■ **Enunciado A**: Resume em duas frases o texto sobre a língua finlandesa.
■ **Enunciado B**: Escreve a continuação do texto sobre a língua finlandesa, a partir da última frase.

■ **Texto do documento**:
^^^^^^^^
Do crepúsculo da Europa
Bem me parecia que dali não podia vir felicidade. Para além de quase só
conhecerem o cinzento e os tons desmaiados do sol da meia noite, os
pobres-ricos dos finlandeses falam aquela língua rude que pudemos ouvir e na
qual o sentido de humor não parece estar muito à vontade. Ou melhor, eles
até têm algum sentido de humor, mas dizem tudo com uma cara tão séria que só
nós é que nos rimos. Bem, sorrimos. Estariam a dizer mesmo aquelas coisas
que líamos na tradução? Se calhar aldrabaram-nos...
A língua é que os trama. Não bastava o clima e a distância que enterra 1/4
do seu território acima do círculo polar ártico o que já de si é a imagem do
inferno, ainda têm uma das línguas mais lixadas da europa. Lixada mesmo,
porque parece lixa na madeira.
Imaginem só que o finlandês é da família das línguas urálicas (o que, para
começar, não augura nada de bom) e não entra nessa vastíssima caldeirada do
indo-europeu (tal como o basco que parece uma língua de onomatopeias e
cliques infantis trazida por Ets).
Mas isso ainda é o menos!
O pior é que tem 15 casos! 15! Alguns com designações e funções mais ou
menos parecidas com as do latim ou do grego clássico, mas outros
verdadeiramente extraordinários!
É o que acontece com o caso ESSIVO - caso do adjunto adnominal de parte - e
cujo uso linguístico mais parece uma dor abdominal. Têm também casos com
nomes arrepiantes como o INESSIVO, ELATIVO, ILATIVO (nem me atrevo a dizer
quando e como são usados - esperemos que eles próprios, os casos, o
saibam...).
Mas os campeões ex aequo são, sem dúvida, o caso ADESSIVO, sim adessivo,
(adjunto adverbial de lugar externo - que é onde eles, finlandeses, todos
queriam estar: dali para fora), e o caso ABESSIVO - adjunto
adverbial/nominal de ausência, exactamente meus amigos, de ausência,
imaginem que têm um caso para a ausência e a que puseram um nome que resulta
do cruzamento entre abcesso o obsessivo! E isto pronunciado em finlandês que
ainda deve soar mais abessivo. Era o mesmo que termos em português o género
masculino, feminino e género saudade, por exemplo, ou, género improviso...
Para compensar tanta ausência, solidão e vontade de dar de frosques, têm um
caso COMITATIVO (de companhia, um complemento de dama de companhia, enfim -
e têm também a NOKIA) e o caso INSTRUTIVO (de instrumento, que me parece
mais interessante pelas possibilidades sexuais que insinua).
^^^^^^^^
■ **Dados fornecidos**:
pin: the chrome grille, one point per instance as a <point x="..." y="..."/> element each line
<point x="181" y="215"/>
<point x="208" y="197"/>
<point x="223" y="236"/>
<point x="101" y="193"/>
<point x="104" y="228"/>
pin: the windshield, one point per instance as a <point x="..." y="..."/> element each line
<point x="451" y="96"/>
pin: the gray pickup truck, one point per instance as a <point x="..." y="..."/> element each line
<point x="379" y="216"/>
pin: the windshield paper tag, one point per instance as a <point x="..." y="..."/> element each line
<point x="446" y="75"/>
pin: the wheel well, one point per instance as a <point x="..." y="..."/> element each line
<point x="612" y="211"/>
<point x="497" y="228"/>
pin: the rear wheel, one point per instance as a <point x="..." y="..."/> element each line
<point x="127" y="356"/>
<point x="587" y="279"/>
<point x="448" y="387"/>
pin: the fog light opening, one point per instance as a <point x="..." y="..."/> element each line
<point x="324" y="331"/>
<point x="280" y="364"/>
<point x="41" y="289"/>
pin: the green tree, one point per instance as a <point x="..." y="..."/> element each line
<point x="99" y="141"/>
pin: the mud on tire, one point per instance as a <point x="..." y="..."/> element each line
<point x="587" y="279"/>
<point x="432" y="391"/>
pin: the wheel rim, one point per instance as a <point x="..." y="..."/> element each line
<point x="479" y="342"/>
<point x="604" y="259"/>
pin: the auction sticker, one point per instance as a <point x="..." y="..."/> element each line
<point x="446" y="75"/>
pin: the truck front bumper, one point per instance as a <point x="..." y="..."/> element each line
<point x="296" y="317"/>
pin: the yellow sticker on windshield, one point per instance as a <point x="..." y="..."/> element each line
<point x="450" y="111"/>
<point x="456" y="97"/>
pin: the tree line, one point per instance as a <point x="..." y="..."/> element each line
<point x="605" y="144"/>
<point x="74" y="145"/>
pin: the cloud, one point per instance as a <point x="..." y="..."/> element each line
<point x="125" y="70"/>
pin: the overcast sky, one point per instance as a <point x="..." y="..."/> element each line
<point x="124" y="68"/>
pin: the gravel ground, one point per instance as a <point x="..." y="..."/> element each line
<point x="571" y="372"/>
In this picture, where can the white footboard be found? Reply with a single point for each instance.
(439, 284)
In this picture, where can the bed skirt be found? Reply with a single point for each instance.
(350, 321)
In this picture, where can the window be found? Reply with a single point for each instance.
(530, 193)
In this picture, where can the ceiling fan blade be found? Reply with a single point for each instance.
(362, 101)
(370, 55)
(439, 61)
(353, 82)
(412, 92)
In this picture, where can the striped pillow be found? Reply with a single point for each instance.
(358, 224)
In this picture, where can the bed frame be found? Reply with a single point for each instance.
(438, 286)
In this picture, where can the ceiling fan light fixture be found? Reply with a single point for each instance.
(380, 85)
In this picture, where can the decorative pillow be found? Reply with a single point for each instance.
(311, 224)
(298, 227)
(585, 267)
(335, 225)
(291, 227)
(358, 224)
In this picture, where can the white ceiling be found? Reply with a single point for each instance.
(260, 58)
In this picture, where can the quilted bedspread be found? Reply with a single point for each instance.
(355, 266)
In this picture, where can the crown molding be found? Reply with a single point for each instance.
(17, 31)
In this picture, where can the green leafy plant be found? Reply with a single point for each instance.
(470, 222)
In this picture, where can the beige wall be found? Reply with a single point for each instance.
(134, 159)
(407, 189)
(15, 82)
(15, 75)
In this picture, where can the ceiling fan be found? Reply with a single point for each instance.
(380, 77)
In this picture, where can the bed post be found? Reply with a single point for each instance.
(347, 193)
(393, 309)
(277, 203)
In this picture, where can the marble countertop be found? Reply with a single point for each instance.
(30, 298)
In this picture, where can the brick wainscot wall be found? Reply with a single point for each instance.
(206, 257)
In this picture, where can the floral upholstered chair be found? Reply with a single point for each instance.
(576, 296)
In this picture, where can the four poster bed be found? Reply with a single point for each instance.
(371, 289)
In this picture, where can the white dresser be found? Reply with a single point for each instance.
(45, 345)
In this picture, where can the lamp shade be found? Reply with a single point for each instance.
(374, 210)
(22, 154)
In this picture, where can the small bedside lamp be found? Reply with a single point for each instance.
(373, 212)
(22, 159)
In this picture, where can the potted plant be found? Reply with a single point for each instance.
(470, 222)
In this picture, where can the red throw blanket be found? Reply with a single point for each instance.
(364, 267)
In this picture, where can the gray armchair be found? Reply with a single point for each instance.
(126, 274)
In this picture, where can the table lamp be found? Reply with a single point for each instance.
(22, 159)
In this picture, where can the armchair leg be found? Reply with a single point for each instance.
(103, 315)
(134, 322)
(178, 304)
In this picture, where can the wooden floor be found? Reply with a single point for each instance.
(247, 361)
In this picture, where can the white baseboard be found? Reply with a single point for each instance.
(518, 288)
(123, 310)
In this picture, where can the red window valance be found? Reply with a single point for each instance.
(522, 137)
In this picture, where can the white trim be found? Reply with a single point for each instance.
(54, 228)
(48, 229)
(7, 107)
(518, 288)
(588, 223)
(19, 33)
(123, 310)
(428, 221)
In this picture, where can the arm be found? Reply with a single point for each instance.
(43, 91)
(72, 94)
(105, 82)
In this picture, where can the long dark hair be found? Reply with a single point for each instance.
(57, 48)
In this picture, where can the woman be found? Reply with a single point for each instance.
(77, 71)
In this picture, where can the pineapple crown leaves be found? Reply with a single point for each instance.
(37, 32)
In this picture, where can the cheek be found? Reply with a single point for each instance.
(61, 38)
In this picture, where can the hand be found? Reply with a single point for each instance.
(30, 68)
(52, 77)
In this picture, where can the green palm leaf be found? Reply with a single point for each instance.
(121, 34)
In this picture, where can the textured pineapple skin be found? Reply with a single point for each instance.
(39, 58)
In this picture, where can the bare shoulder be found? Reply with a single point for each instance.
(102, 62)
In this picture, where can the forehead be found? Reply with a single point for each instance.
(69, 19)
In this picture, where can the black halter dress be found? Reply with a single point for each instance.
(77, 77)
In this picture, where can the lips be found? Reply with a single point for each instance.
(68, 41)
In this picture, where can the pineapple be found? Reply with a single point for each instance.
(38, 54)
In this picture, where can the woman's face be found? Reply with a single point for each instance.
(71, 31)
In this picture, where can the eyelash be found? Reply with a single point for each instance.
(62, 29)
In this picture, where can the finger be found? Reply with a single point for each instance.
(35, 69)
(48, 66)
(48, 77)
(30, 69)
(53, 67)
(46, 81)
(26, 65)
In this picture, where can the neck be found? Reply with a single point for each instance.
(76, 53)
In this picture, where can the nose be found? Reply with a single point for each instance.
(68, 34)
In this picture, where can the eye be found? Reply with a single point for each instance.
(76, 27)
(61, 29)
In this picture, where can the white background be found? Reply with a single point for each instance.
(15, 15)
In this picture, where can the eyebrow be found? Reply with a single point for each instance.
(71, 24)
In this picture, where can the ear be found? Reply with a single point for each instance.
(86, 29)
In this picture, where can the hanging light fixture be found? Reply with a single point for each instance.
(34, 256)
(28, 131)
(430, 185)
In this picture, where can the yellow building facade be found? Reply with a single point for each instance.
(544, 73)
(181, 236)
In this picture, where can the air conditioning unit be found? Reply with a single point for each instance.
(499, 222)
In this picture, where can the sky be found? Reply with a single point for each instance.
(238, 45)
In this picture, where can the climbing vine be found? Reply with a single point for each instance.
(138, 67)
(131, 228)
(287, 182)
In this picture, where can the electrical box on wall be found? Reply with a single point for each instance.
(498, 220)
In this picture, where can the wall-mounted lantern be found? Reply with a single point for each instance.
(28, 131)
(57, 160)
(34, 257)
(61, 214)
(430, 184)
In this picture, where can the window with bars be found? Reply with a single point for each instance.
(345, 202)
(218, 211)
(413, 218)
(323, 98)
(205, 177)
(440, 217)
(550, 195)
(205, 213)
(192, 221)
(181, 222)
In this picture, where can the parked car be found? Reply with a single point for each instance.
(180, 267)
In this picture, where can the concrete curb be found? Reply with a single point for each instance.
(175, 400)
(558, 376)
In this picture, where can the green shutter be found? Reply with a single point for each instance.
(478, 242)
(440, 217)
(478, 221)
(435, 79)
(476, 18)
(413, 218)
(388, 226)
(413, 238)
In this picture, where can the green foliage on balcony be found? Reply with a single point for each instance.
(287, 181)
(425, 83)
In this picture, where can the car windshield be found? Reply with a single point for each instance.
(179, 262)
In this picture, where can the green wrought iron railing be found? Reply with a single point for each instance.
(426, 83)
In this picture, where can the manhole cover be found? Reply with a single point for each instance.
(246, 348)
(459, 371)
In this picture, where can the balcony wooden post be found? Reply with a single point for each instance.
^^^^^^^^
■ **Resposta escrita A**: O texto descreve com humor os finlandeses e a sua língua, rude e "uma das mais lixadas da Europa", que pertence à família urálica e não ao indo-europeu. Destaca sobretudo os seus 15 casos, entre eles o essivo, o adessivo, o abessivo (de ausência), o comitativo (de companhia) e o instrutivo (de instrumento).

■ **Resposta escrita B**:
Para remate, a cereja em cima do bolo, ou melhor, do gelado: nos verbos não
há tempo do futuro! Estava-se mesmo a ver que eles não têm a ideia de
futuro, não sabem se lá chegam, com tanta tristeza e tanta indiferença de
uns pelos outros. Ali é que se vive verdadeiramente a sentença salazarista
do "ninguém sabe o dia de amanhâ!"
Em contrapartida têm 4 modos verbais ditos "populares" e um outro, o
EVENTIVO, que só aparece no KALEVALA, o poema épico dos finlandeses. Este
eventivo é para a eventualidade de alguém querer escrever a continuação dos
"Lusíadas" lá do sítio. Inventam bem, inventam.
Fiquei foi um bocado abalada com o facto do finlandês ter 4 formas para o
infinitivo! Eu que tinha tanto orgulho em termos, muito acima das outras
línguas mais próximas, 2 infinitivos que são tão difíceis e inúteis de
explicar aos estrangeiros que estudam português e aqueles sacanas dos lapões
batem-nos aos pontos com 4 infinitivos! Não sei como vou dormir hoje com
este desgosto linguístico.
Bom, confesso que me diverti mais e ver estas coisas na net do que a ver o
filme, mas também não iria à net fazer uma consulta sobre a língua
finlandesa senão fosse o filme. Entretanto, pelo sim pelo não, vou passar a
evitar o nome de Aki Kaurismaki. Uso o caso EVITISSO.
Ps: Fui à sala e está o Graça Moura há horas a vociferar contra o acordo
ortográfico. Apesar de suado e com os dentes negros de tabaco a precisarem
de uma urgência ao higienista, apesar do ar apopléxico de quem salva os
"Lusiadas" a nado, bem pode o homem dar-se por contente: se o acordo fosse
para uniformizar o finlandês (suponho que o do norte, sul, este e oeste da
Finlândia) haveria de se ver grego. E pelo aspecto dele, pouco apolíneo...
Boa nôte!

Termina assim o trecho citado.